# Exercise directions
Please render the records below as a Markdown table with the columns Row and Line, giving each line a numbered row and skipping blank lines. Leave the pictures out.

'''

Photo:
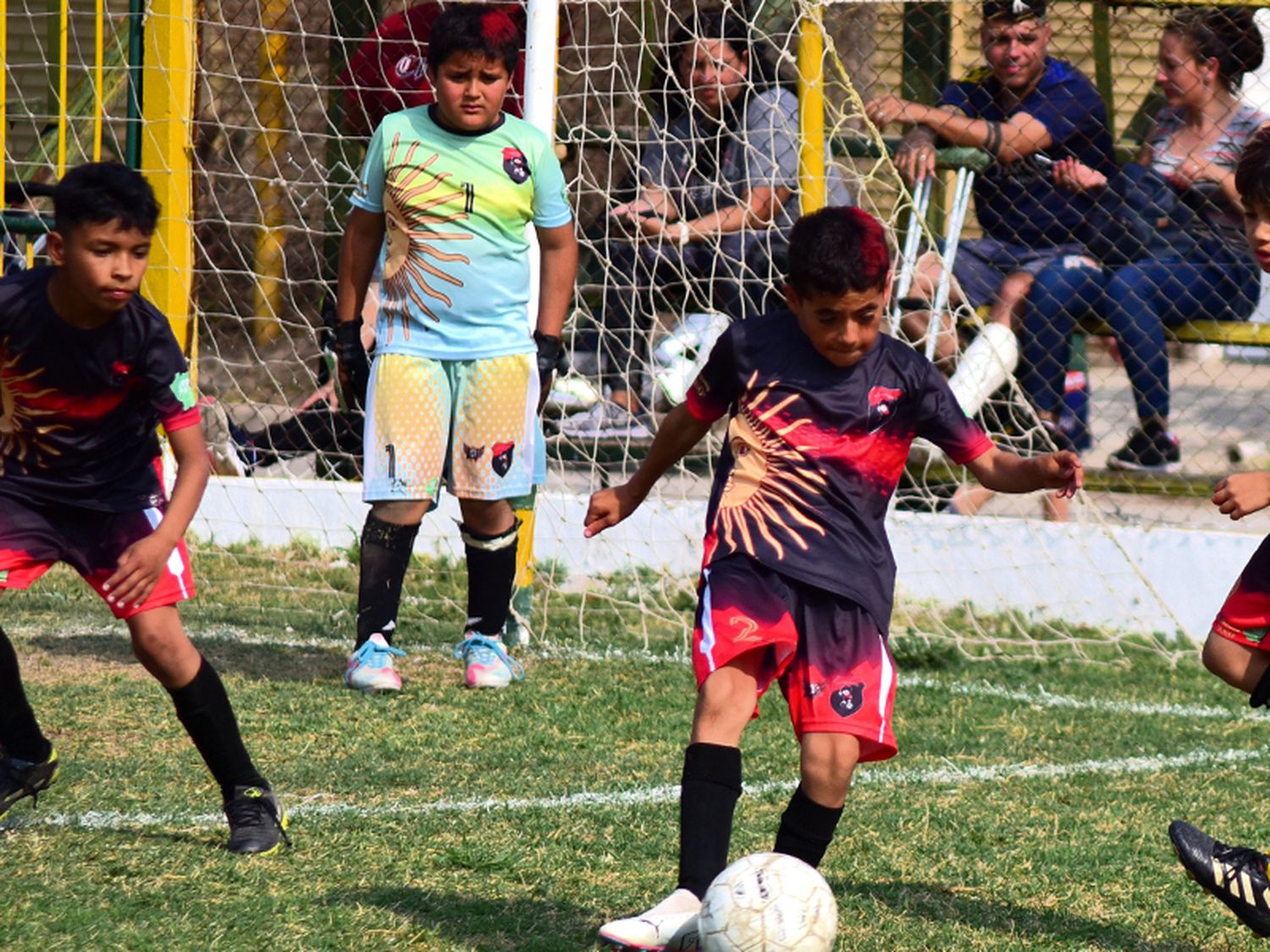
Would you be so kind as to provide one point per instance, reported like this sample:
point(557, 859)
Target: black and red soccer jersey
point(80, 406)
point(814, 452)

'''

# Answer to the exercise
| Row | Line |
|---|---|
| 1 | Photo: |
| 2 | Would you be so kind as to provide one point per instance, reported like this sample: |
| 3 | point(557, 859) |
| 4 | Target: black and red soccer jersey |
| 5 | point(80, 406) |
| 6 | point(814, 452) |